◆ Directive
Can you add 126 to every point coordinate in the stretch of entries below, from the line containing "spot the green foliage." through the end of the entries, and write out every line of that stretch again with the new values?

◆ Exercise material
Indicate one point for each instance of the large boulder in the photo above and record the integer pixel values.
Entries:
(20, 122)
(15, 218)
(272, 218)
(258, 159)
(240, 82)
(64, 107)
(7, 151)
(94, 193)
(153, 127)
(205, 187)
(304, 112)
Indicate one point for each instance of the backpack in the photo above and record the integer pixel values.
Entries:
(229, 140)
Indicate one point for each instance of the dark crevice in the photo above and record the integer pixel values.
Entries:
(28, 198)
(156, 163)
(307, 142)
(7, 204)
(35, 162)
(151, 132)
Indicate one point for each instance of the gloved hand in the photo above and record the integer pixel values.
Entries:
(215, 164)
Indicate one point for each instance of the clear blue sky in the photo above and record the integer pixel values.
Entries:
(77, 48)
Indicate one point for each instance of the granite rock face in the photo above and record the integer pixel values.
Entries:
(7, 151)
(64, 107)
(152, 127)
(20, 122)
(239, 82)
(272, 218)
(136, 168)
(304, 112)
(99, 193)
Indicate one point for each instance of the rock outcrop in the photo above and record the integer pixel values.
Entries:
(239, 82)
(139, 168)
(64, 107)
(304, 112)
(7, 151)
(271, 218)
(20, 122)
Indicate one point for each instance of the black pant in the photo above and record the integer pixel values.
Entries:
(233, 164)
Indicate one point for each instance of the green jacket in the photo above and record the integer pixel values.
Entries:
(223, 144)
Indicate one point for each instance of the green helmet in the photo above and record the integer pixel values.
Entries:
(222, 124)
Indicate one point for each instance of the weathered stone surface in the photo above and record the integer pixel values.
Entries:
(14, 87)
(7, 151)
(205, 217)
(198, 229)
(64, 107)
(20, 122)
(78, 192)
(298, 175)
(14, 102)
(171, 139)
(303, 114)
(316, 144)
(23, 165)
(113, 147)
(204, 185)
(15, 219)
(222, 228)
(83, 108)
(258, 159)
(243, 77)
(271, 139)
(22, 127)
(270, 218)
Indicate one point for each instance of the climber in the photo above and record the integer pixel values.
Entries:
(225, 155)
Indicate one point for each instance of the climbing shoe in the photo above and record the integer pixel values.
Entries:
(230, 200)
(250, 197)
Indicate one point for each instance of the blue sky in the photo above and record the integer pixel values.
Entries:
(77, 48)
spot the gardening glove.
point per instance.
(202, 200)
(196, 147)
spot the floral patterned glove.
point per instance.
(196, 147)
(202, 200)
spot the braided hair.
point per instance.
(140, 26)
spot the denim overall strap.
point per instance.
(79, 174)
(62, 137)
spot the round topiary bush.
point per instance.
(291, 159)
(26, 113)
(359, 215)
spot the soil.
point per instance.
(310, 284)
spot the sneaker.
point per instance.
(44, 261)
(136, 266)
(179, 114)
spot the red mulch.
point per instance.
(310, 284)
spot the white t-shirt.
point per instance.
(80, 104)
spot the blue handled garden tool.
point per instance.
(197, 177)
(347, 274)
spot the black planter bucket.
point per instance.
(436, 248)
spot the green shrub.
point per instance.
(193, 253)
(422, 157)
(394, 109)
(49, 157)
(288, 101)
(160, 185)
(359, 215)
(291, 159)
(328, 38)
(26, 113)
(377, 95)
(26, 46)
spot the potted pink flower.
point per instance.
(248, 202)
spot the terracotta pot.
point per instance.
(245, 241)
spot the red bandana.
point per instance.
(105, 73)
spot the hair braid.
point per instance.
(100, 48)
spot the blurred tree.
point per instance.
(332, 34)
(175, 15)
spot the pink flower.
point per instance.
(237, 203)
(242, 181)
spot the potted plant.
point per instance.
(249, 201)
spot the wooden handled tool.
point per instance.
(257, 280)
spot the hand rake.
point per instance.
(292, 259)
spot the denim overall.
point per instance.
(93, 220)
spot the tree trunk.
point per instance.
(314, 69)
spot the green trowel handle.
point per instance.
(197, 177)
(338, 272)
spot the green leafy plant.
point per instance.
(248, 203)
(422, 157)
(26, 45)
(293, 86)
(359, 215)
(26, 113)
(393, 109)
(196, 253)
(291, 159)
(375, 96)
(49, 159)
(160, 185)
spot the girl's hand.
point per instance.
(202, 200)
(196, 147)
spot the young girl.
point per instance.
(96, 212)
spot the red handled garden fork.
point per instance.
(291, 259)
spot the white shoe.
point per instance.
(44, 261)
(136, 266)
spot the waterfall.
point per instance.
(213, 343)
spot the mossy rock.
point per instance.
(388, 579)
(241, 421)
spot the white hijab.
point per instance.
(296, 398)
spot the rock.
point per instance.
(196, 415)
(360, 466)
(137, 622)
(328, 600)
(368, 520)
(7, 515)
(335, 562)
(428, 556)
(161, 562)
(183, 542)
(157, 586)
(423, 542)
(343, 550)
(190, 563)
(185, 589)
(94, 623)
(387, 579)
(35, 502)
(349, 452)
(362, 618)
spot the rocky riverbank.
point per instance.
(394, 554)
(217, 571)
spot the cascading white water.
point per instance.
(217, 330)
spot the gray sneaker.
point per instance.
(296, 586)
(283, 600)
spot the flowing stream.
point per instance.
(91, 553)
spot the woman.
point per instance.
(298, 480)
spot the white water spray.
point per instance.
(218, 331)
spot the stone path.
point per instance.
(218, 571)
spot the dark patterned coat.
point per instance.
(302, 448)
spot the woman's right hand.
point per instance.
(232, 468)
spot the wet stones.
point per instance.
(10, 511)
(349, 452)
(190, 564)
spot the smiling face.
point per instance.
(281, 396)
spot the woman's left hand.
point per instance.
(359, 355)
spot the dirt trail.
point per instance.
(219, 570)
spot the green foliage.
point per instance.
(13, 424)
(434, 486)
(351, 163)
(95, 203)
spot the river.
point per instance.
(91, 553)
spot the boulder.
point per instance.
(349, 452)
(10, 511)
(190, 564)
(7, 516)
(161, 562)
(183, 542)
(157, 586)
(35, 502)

◆ Result below
spot the green foliage.
point per instance.
(139, 550)
(560, 612)
(477, 289)
(221, 329)
spot the river.
point per instance.
(217, 679)
spot the boulder.
point per instance.
(475, 578)
(136, 637)
(316, 690)
(133, 642)
(287, 688)
(309, 668)
(283, 712)
(161, 628)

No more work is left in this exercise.